§ Records to process:
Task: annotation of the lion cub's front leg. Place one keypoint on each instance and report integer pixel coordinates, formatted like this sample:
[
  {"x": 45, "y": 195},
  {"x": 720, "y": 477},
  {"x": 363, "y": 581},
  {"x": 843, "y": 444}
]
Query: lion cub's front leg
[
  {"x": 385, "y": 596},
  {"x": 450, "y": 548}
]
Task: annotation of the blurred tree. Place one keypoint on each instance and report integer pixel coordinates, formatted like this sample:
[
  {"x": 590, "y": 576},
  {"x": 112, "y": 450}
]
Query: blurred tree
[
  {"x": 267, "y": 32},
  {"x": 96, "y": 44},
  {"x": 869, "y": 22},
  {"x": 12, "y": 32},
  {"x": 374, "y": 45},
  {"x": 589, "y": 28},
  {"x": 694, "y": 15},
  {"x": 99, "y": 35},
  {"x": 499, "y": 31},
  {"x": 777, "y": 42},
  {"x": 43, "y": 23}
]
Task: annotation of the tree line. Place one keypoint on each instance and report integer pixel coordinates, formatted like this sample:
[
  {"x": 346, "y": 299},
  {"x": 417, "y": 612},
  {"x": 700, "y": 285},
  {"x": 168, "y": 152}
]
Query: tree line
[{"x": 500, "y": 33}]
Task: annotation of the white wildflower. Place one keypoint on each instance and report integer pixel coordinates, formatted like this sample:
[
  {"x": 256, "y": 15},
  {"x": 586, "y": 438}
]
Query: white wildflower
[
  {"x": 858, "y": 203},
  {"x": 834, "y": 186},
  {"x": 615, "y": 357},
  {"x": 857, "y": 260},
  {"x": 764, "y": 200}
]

§ Written exercise:
Please copy the lines from the one containing "Task: annotation of the white" through the end of the records. Add 118 to each x and y coordinate in the answer list, and keep every other line, including the sample format list, unchanged.

§ Exercise result:
Task: annotation of the white wildflower. Place one keypoint on each instance and report integer pixel coordinates, formatted like this sample:
[
  {"x": 256, "y": 15},
  {"x": 586, "y": 438}
]
Query: white wildflower
[
  {"x": 976, "y": 321},
  {"x": 952, "y": 304},
  {"x": 733, "y": 475},
  {"x": 975, "y": 378},
  {"x": 882, "y": 318}
]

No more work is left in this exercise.